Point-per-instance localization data
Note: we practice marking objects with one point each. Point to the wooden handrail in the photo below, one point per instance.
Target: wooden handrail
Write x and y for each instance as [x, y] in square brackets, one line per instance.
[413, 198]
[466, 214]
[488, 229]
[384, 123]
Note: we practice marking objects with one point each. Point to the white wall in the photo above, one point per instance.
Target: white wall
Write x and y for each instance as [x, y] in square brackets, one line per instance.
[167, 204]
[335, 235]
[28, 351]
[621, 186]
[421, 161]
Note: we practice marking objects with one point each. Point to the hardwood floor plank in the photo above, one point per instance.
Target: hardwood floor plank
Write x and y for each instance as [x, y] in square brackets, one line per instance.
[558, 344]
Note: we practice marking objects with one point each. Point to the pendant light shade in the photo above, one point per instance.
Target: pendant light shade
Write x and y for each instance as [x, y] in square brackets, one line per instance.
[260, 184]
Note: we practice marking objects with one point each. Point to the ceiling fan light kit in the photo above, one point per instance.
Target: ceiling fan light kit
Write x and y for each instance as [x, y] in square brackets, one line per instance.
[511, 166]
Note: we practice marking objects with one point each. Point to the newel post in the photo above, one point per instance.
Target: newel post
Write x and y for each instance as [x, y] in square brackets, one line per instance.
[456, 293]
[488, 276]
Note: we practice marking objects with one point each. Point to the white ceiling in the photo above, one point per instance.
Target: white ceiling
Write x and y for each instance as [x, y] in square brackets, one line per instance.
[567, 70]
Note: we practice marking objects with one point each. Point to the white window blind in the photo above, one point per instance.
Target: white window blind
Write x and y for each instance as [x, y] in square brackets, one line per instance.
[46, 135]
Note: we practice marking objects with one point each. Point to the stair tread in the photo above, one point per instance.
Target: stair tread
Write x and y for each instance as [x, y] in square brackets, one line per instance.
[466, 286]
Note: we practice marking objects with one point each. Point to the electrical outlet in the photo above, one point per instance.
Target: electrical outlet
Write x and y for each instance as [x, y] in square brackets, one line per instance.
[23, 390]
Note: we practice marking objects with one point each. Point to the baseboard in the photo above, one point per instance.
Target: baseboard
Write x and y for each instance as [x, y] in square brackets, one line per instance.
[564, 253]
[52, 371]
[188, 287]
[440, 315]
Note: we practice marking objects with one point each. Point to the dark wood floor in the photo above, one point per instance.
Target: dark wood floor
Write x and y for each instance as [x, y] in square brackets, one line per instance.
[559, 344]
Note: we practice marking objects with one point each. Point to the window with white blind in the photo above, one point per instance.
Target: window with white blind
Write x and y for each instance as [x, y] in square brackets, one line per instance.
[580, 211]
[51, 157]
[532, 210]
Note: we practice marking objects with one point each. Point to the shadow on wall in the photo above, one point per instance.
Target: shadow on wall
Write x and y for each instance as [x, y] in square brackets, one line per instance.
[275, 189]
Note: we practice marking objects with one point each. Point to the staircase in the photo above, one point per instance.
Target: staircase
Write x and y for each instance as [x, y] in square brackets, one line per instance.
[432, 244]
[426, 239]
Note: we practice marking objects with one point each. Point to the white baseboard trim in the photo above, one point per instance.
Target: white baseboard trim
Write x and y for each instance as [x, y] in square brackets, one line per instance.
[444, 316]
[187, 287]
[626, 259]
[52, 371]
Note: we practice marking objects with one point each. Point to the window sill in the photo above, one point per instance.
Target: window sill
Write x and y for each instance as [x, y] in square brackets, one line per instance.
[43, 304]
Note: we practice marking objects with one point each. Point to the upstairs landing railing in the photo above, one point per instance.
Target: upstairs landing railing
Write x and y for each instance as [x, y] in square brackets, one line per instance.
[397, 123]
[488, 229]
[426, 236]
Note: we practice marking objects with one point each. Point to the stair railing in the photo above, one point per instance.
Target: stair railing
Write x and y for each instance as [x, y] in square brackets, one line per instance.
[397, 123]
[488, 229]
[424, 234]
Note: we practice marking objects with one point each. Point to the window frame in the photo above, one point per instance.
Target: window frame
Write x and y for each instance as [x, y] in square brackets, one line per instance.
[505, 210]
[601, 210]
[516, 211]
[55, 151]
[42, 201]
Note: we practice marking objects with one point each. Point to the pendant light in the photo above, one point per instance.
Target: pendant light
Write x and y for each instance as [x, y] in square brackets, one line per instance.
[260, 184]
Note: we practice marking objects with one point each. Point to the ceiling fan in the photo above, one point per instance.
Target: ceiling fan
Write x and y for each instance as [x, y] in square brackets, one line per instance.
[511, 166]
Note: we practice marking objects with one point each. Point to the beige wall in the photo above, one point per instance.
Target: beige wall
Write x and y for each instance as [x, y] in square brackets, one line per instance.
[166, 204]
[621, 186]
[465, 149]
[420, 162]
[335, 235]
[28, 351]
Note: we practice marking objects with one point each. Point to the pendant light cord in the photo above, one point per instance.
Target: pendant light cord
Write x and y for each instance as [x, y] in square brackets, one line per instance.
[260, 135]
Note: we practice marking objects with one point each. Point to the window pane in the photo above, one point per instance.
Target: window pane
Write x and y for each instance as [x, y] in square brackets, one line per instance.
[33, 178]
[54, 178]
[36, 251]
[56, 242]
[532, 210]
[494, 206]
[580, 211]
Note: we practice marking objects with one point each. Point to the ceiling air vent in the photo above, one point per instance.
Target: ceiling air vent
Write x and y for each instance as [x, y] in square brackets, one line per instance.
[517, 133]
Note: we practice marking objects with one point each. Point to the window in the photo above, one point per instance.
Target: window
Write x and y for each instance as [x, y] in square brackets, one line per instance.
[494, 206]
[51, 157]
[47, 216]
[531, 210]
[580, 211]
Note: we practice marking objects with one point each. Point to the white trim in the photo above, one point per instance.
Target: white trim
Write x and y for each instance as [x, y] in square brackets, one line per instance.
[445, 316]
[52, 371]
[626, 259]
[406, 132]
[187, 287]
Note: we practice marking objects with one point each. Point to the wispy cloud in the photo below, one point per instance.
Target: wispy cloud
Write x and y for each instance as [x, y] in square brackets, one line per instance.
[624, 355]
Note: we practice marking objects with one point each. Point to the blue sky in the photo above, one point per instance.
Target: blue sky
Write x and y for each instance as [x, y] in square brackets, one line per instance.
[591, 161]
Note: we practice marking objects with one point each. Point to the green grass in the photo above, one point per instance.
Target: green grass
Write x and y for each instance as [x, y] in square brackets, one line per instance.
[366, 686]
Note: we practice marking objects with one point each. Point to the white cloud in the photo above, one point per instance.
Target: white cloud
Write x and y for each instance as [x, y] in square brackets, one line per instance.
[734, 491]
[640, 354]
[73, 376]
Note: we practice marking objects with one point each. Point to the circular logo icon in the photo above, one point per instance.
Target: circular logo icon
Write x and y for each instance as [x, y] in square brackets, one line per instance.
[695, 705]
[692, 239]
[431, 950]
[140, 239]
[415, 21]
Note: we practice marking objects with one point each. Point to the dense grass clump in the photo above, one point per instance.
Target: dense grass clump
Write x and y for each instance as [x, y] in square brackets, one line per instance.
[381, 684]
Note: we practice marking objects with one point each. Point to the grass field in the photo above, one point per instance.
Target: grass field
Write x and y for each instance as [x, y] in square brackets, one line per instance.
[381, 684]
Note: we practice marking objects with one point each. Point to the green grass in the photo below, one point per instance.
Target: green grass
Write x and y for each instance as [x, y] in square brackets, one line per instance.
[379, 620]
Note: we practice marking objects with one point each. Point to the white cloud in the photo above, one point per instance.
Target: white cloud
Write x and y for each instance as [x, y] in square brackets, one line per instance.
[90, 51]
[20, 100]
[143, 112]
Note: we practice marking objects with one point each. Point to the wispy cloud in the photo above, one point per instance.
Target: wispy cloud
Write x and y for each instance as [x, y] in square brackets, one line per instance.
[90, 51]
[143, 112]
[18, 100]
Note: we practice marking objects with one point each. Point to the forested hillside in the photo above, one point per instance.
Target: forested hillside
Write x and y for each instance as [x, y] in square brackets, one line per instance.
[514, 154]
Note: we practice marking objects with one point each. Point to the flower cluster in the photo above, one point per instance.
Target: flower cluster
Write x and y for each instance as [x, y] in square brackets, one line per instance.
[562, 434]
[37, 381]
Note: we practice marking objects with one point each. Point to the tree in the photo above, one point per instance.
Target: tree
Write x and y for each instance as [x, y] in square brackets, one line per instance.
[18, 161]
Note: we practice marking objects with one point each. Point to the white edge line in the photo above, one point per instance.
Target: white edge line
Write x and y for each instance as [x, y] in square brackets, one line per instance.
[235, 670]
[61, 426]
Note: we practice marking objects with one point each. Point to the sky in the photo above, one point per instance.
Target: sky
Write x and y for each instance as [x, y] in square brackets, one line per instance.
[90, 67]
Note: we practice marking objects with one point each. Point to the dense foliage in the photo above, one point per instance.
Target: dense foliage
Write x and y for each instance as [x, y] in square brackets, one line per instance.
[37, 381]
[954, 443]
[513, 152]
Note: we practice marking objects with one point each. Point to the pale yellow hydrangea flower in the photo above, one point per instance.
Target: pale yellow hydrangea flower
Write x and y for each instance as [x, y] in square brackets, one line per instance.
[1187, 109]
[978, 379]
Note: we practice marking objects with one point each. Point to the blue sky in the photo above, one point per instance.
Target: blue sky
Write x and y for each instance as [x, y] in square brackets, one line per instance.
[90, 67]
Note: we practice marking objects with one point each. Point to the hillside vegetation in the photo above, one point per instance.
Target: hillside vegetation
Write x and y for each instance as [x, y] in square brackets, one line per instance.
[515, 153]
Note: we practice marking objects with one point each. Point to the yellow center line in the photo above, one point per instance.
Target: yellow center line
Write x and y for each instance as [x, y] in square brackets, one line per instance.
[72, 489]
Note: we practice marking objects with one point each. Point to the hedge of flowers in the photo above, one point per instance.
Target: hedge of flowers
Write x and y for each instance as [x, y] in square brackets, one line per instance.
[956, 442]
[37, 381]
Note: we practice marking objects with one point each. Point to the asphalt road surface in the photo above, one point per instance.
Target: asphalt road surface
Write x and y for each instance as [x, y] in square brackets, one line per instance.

▶ **What the task asks**: The lines to show are those in the data above that include "surface".

▶ **Output for this task**:
Note: we practice marking objects with one point each. Point to the asphalt road surface in the photo above, one point per instance.
Target: asphalt road surface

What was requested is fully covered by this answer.